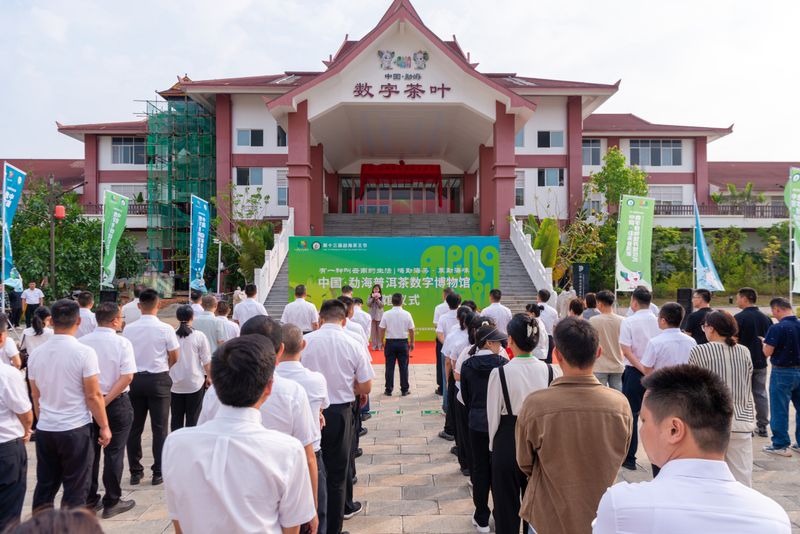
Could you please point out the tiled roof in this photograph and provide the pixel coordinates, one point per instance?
(628, 122)
(765, 175)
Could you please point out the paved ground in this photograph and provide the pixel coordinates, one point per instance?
(408, 480)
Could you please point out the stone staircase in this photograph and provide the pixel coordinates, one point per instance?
(517, 288)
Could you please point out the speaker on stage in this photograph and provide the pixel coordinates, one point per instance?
(685, 298)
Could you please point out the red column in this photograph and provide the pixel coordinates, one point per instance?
(574, 156)
(504, 169)
(224, 129)
(701, 189)
(299, 175)
(332, 190)
(486, 199)
(470, 189)
(90, 192)
(317, 177)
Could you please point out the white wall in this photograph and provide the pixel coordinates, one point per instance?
(250, 113)
(270, 188)
(543, 201)
(588, 169)
(550, 115)
(104, 156)
(687, 157)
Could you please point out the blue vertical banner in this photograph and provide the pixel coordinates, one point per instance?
(705, 273)
(13, 183)
(201, 217)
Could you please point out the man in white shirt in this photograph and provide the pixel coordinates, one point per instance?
(231, 474)
(635, 333)
(88, 321)
(447, 321)
(497, 311)
(130, 311)
(671, 346)
(438, 311)
(397, 329)
(207, 323)
(300, 312)
(155, 346)
(16, 418)
(361, 317)
(341, 361)
(686, 423)
(231, 329)
(549, 315)
(290, 368)
(117, 366)
(195, 296)
(249, 307)
(32, 298)
(64, 378)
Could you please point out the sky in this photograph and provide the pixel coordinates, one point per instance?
(688, 62)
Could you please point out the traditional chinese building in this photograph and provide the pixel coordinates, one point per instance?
(398, 122)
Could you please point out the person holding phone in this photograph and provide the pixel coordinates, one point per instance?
(375, 303)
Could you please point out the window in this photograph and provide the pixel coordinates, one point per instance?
(283, 189)
(281, 136)
(132, 191)
(127, 151)
(249, 176)
(667, 194)
(656, 152)
(250, 137)
(519, 189)
(551, 177)
(591, 152)
(550, 139)
(519, 139)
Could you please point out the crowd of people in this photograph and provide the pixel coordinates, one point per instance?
(256, 422)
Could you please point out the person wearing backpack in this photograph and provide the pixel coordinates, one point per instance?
(509, 386)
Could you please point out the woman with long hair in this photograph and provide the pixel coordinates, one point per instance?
(190, 373)
(488, 353)
(508, 387)
(732, 362)
(376, 305)
(456, 341)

## Aim of the exercise
Quote only the lines from the one containing "Could you please point out the woman" through the final line of the records, with both ends included.

## Answer section
Could you please point out the woman with long hair in this photograph and provide the pixel coordinates, one point per instance?
(190, 373)
(488, 353)
(508, 387)
(732, 362)
(376, 305)
(456, 341)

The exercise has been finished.